▸ KETENTUAN TUGAS:
**a)** Sebutkan semua partai politik yang disebut dalam berita tentang politisi muda Soloraya.
**b)** Ketik ulang bagian berita tentang politisi muda Soloraya dari "Suasana diskusi bertema" sampai "Tandjung (26 tahun)." tanpa mengubah satu kata pun.
**c)** Terjemahkan kalimat dari berita tentang politisi muda Soloraya berikut ke dalam bahasa Inggris: "Para politisi muda Soloraya siap memenangkan pertarungan politik 2024."

▸ TEKS BACAAN:
Beranda Daerah Solo Politisi “Ingusan” Soloraya Siap Menangkan Pertarungan Pemilu 2024

Politisi “Ingusan” Soloraya Siap Menangkan Pertarungan Pemilu 2024

Suasana diskusi bertema "Politisi Ingusan Bisa Apa?" yang digelar oleh Forum Diskusi Pasar Gedhe menampilkan sejumlah politisi muda dari Soloraya. Foto: dok

 

SOLO, JOGLOSEMARNEWS.COM Para politisi muda Soloraya siap memenangkan pertarungan politik 2024. Demikian tergambar dalam sarasehan Forum Diskusi Pasar Gede yang bertema “Politisi Ingusan Bisa Apa?” di Cendhono Coffee, Pasar Gede Barat, Jumat (14/7/2023). Sarasehan dipandu Ketua PWI Surakarta, Anas Syahirul.

Hadir dalam sarasehan itu Bacaleg DPRD yang juga Ketua DPD Partai Golkar Karanganyar, Ilyas Akbar Almadani (25 tahun), Bacaleg Partai Golkar yang saat ini juga anggota DPRD Karanganyar, Arief Tri Wahyudi (28 tahun), Bacaleg DPRD yang juga menjabat Ketua DPD Partai Golkar Solo, Sekar Tandjung (26 tahun).

Lalu ada Bacaleg DPRD Boyolali dari PDIP, Muhammad Shoma Ma’rifatullah (21 tahun), Bacaleg Partai Gerindra yang sekarang menjabat anggota DPRD Solo, Yudha Sindu Riyanto (28 tahun), Bacaleg Partai Gerindra DPR RI Jateng V, Adik Sasongko (32 tahun), Bacaleg DPRD Solo dari PSI, Sonny ST (41 tahun), Bacaleg DPRD yang juga Ketua DPD PSI Klaten, Yusuf Andy Pratama (35 tahun) dan Bacaleg Partai Perindo, Sugeng Santoso.

▸ DATA YANG DISEDIAKAN:
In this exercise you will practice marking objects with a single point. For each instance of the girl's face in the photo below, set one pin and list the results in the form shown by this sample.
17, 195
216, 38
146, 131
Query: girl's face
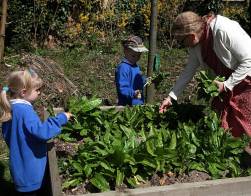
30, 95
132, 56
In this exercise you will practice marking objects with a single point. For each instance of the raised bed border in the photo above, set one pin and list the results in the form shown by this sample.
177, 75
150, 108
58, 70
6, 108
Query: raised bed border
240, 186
...
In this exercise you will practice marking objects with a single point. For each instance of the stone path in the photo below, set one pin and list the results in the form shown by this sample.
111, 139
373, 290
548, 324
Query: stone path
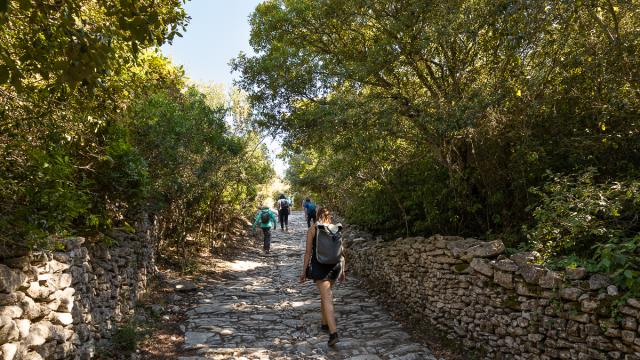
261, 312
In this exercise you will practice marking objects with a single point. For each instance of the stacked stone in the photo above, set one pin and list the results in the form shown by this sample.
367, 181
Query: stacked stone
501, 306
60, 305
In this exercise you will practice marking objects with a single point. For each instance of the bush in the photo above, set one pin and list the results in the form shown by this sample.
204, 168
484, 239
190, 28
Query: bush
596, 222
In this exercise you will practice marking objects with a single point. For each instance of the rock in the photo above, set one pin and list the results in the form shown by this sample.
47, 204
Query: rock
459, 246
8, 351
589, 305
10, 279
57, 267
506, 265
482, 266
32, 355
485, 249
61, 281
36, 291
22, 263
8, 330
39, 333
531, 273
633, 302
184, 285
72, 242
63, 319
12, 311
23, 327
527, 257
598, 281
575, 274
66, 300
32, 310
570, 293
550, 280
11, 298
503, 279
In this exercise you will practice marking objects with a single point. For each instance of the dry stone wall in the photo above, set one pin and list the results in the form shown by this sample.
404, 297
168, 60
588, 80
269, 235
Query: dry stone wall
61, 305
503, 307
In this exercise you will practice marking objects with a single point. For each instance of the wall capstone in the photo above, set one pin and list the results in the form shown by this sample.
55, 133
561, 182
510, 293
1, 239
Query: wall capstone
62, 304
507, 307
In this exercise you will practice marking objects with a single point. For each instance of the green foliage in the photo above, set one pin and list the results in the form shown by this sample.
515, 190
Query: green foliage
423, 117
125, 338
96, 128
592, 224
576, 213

▸ JAWABAN LATIHAN:
**a)** Partai Golkar, PDIP, Partai Gerindra, PSI, Partai Perindo

**b)**
Suasana diskusi bertema "Politisi Ingusan Bisa Apa?" yang digelar oleh Forum Diskusi Pasar Gedhe menampilkan sejumlah politisi muda dari Soloraya. Foto: dok

 

SOLO, JOGLOSEMARNEWS.COM Para politisi muda Soloraya siap memenangkan pertarungan politik 2024. Demikian tergambar dalam sarasehan Forum Diskusi Pasar Gede yang bertema “Politisi Ingusan Bisa Apa?” di Cendhono Coffee, Pasar Gede Barat, Jumat (14/7/2023). Sarasehan dipandu Ketua PWI Surakarta, Anas Syahirul.

Hadir dalam sarasehan itu Bacaleg DPRD yang juga Ketua DPD Partai Golkar Karanganyar, Ilyas Akbar Almadani (25 tahun), Bacaleg Partai Golkar yang saat ini juga anggota DPRD Karanganyar, Arief Tri Wahyudi (28 tahun), Bacaleg DPRD yang juga menjabat Ketua DPD Partai Golkar Solo, Sekar Tandjung (26 tahun).

**c)** The young politicians of Soloraya are ready to win the 2024 political contest.